### DATA SECTION
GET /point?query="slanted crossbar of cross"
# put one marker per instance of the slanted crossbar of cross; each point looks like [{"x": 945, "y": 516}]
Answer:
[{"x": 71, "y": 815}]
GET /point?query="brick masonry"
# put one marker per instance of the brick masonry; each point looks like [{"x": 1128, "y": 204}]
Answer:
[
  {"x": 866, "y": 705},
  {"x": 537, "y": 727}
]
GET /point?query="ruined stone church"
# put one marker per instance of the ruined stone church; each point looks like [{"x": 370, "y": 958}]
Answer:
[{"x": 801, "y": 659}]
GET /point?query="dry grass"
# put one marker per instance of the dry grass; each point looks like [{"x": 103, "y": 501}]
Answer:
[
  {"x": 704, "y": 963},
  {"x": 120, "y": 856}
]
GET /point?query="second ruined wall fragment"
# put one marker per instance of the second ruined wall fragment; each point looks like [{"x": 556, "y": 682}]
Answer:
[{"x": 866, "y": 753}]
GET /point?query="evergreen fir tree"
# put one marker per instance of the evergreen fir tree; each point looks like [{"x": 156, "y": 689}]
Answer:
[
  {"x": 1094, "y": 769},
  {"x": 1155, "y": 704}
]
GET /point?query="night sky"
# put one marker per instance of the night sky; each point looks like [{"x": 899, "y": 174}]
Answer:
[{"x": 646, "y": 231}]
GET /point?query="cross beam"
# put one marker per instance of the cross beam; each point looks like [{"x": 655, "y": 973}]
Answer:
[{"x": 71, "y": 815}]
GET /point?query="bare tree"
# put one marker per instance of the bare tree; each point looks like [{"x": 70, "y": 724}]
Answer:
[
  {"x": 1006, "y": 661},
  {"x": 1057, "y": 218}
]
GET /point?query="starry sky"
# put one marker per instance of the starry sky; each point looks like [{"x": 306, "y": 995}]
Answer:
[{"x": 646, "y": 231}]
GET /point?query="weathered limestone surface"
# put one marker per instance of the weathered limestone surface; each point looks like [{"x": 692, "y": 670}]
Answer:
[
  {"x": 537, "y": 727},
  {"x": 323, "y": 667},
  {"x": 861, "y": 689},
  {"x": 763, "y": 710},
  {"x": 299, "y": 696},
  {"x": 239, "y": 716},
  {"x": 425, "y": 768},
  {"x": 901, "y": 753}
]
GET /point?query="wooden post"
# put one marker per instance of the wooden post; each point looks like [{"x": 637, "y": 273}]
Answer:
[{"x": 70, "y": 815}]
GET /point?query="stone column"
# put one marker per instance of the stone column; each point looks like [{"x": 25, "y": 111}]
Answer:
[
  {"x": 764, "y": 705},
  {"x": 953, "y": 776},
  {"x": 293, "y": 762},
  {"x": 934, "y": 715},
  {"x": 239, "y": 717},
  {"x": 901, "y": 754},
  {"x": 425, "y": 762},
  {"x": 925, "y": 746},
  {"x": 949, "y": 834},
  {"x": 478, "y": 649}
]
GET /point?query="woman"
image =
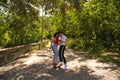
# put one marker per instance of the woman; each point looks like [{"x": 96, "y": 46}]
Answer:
[{"x": 54, "y": 46}]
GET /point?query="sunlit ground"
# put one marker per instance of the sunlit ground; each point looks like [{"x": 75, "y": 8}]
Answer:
[{"x": 38, "y": 66}]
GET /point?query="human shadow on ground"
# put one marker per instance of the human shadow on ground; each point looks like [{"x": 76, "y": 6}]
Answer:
[{"x": 44, "y": 71}]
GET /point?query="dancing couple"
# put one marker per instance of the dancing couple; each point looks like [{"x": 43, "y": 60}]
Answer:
[{"x": 59, "y": 39}]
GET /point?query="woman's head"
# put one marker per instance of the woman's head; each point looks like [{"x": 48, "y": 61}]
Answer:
[{"x": 56, "y": 34}]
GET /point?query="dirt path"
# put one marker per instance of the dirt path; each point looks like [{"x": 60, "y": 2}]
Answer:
[{"x": 38, "y": 67}]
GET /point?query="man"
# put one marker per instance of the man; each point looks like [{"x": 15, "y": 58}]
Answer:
[{"x": 62, "y": 40}]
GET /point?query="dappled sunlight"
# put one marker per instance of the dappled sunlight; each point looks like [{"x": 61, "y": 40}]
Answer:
[{"x": 38, "y": 66}]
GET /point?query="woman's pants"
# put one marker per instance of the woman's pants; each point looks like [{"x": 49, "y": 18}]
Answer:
[
  {"x": 61, "y": 53},
  {"x": 54, "y": 48}
]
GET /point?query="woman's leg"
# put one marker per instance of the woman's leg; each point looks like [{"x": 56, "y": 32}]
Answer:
[{"x": 61, "y": 53}]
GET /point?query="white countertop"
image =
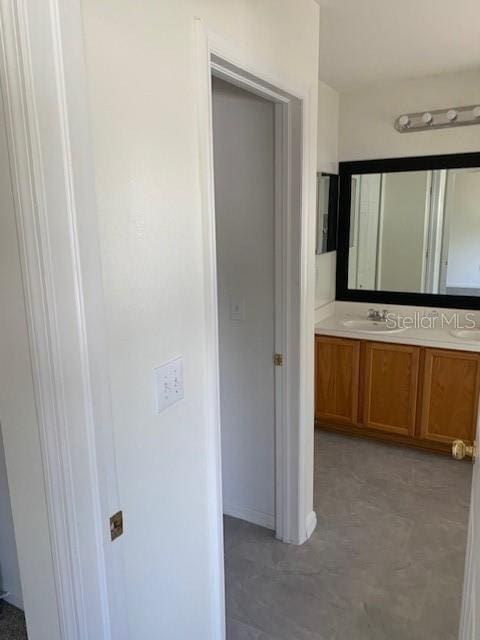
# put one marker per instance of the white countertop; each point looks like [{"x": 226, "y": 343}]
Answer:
[{"x": 437, "y": 337}]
######
TASK OBJECTIVE: Leave the pictures out and reproduce exactly the lines from the line with "# put one marker per instance of the woman's head;" to the end of the material above.

WRITTEN ANSWER:
# put one marker per instance of the woman's head; each point looks like [{"x": 48, "y": 61}]
Answer:
[{"x": 56, "y": 34}]
GET /point?query="dirt path"
# put one marker per instance of the dirt path; each point looks like [{"x": 60, "y": 2}]
Answer:
[{"x": 38, "y": 67}]
GET /point?query="man"
# put one marker per instance of the man; each point looks like [{"x": 15, "y": 58}]
Answer:
[{"x": 62, "y": 40}]
GET /point?query="dappled sunlight"
# put one marker per instance of the dappled sunlight; each point looks like [{"x": 61, "y": 40}]
Answer:
[{"x": 38, "y": 66}]
GET /point?query="woman's pants"
# put one marker per instance of the woman's pants; each point looks like [{"x": 49, "y": 18}]
Answer:
[
  {"x": 61, "y": 53},
  {"x": 54, "y": 48}
]
GET /point?query="woman's leg"
# put one marker per instance of the woman's leg; each point looks like [{"x": 56, "y": 32}]
Answer:
[{"x": 61, "y": 53}]
GET /point?query="white countertop"
image =
# put one marker per instance of the white countertop; each point looks like [{"x": 226, "y": 343}]
Answer:
[{"x": 437, "y": 337}]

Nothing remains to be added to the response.